___ Information supplied

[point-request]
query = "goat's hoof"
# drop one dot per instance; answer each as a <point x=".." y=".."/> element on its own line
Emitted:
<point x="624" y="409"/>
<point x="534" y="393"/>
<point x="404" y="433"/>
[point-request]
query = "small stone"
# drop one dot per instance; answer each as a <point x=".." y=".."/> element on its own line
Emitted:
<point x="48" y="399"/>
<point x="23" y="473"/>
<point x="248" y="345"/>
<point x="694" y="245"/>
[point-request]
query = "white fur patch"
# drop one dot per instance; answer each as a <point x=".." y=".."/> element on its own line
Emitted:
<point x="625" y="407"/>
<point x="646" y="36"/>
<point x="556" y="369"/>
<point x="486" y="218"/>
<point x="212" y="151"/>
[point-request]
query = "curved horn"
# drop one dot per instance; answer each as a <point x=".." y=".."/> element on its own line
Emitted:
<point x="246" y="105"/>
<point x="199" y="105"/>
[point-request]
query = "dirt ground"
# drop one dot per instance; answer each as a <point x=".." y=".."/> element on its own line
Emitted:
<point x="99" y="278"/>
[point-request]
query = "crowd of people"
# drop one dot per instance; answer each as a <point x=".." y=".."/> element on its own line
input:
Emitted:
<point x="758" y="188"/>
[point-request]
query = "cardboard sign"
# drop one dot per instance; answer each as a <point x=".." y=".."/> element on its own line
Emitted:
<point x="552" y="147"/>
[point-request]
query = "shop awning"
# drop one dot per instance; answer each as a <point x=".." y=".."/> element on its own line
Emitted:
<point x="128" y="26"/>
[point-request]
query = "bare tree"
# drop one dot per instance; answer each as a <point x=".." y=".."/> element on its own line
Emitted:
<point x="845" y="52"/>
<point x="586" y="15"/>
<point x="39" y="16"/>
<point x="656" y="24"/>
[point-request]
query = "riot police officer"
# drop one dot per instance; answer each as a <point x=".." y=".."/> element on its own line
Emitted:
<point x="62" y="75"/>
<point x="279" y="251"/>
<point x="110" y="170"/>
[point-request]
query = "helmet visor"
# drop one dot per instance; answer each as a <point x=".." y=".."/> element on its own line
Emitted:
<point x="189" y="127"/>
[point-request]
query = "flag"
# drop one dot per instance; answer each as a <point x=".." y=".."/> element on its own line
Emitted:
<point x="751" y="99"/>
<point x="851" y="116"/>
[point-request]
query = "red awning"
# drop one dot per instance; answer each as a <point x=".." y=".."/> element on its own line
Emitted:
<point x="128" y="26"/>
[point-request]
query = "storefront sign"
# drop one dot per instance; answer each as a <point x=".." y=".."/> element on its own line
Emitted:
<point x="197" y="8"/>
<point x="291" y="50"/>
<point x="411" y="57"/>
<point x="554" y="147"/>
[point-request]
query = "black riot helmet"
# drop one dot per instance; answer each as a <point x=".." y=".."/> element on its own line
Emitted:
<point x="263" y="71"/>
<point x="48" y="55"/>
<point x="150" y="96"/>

______

About this task -
The reply must repeat all of the records precisely.

Response to this exercise -
[point-request]
query = "goat's hoof"
# drop one dot per instance; answer each as a <point x=".." y=".."/> element on its own line
Emitted:
<point x="624" y="409"/>
<point x="534" y="393"/>
<point x="404" y="433"/>
[point-request]
query = "small stone"
# drop one dot per instance; answer each as a <point x=".." y=".."/> element on its own line
Emitted:
<point x="48" y="399"/>
<point x="23" y="473"/>
<point x="248" y="345"/>
<point x="694" y="245"/>
[point-request]
query = "white fur patch"
# drop one dot per instance; answer each as a <point x=".." y=".."/> element on its own line
Emitted:
<point x="625" y="407"/>
<point x="646" y="36"/>
<point x="556" y="369"/>
<point x="486" y="218"/>
<point x="212" y="151"/>
[point-request]
query = "curved horn"
# drop one dot per instance; answer each as a <point x=".." y=".."/> element on its own line
Emitted:
<point x="246" y="105"/>
<point x="199" y="105"/>
[point-request]
query = "dirt ground"
# drop one dot per instance; answer each as a <point x=".." y=".."/> element on its own line
Emitted:
<point x="99" y="278"/>
[point-request]
query = "crowd of people"
# drop one dot per instance; answer each as a <point x=".." y=".."/> element on its own line
input:
Emitted:
<point x="758" y="188"/>
[point-request]
query = "cardboard sign"
# drop one dot per instance; answer each as a <point x=".." y=".."/> element on its own line
Emitted:
<point x="552" y="147"/>
[point-request]
query = "shop awning"
# drop one dot per instance; answer each as a <point x=".." y=".."/> element on its own line
Emitted:
<point x="128" y="26"/>
[point-request]
query = "bare tree"
# drop one dot per instance; answer each as a <point x=".." y=".."/> element on its own line
Emitted:
<point x="845" y="52"/>
<point x="586" y="15"/>
<point x="39" y="16"/>
<point x="656" y="24"/>
[point-request]
query = "riot police officer"
# drop one dot per instance; answer each as a <point x=".." y=".."/> element on its own line
Emitted:
<point x="62" y="75"/>
<point x="279" y="251"/>
<point x="110" y="170"/>
[point-request]
query = "helmet visor"
# drop one dot per instance; answer each as a <point x=".." y=".."/> element on its own line
Emitted:
<point x="189" y="127"/>
[point-request]
query = "flag"
# drop one dot per instance; answer each as a <point x=".." y=".."/> element on its own line
Emitted:
<point x="751" y="99"/>
<point x="851" y="116"/>
[point-request]
query = "red awning"
# drop one dot per instance; answer each as a <point x=".." y=".."/> element on its own line
Emitted:
<point x="128" y="26"/>
[point-request]
query = "storefront sign"
# drop one dot per instance; answer each as a <point x=".." y=".."/> element on its own line
Emitted:
<point x="197" y="8"/>
<point x="291" y="50"/>
<point x="411" y="57"/>
<point x="554" y="147"/>
[point-request]
query = "black riot helmet"
# drop one dot per instance; answer each as a <point x=".." y=".."/> element on its own line
Emitted:
<point x="263" y="71"/>
<point x="48" y="55"/>
<point x="150" y="96"/>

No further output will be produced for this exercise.